#### Pointing entries for labeled objects
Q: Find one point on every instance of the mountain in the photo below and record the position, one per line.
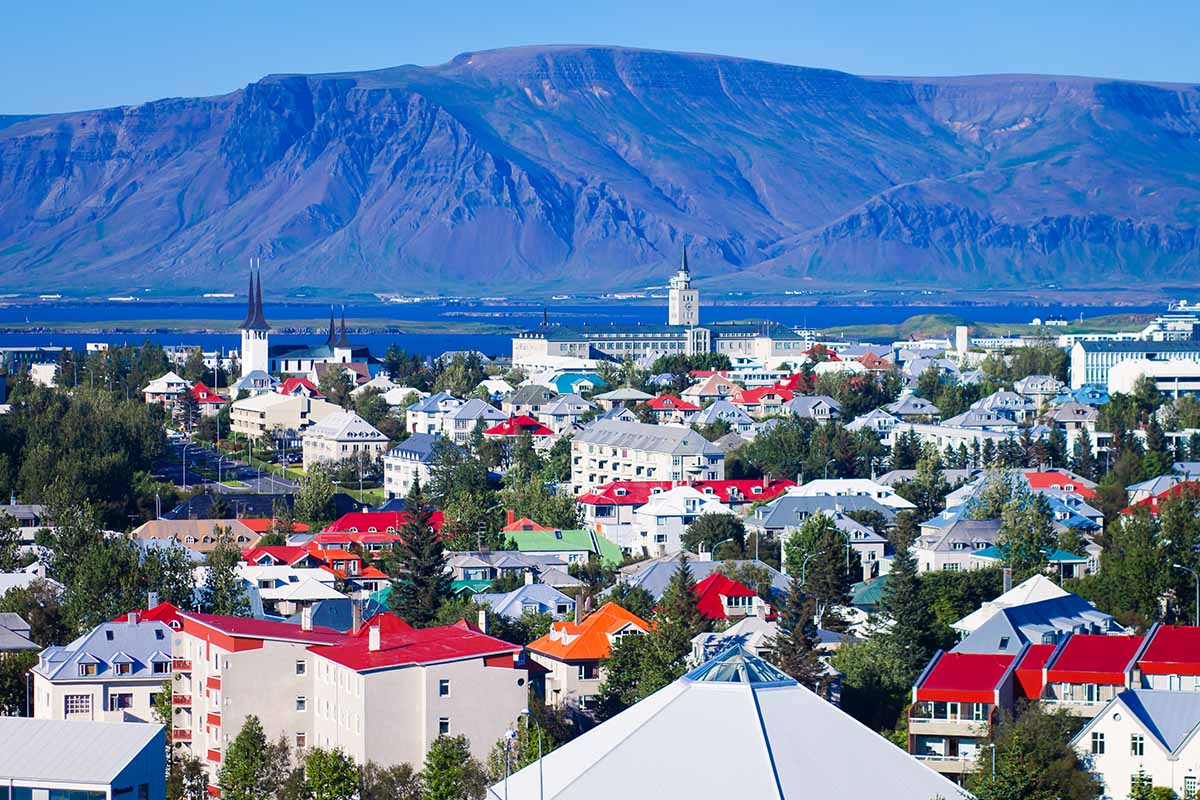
(586, 168)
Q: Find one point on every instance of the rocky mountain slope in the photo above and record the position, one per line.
(556, 168)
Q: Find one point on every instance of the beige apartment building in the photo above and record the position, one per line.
(270, 413)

#### What is expected
Render every item above as a numbered list, skipping any blank lines and leaving out the pictures.

#### Exercise output
1. Q: Find one point on every instance of the mountain in the photo below and record the position, one per line.
2. (586, 168)
3. Q: Find one point on every instance of the rocky mountain slope in the photo above and record the position, one per line.
4. (556, 168)
5. Q: Find one point on every instance of the beige apartment building in the photo above and record the position, one per line.
6. (270, 413)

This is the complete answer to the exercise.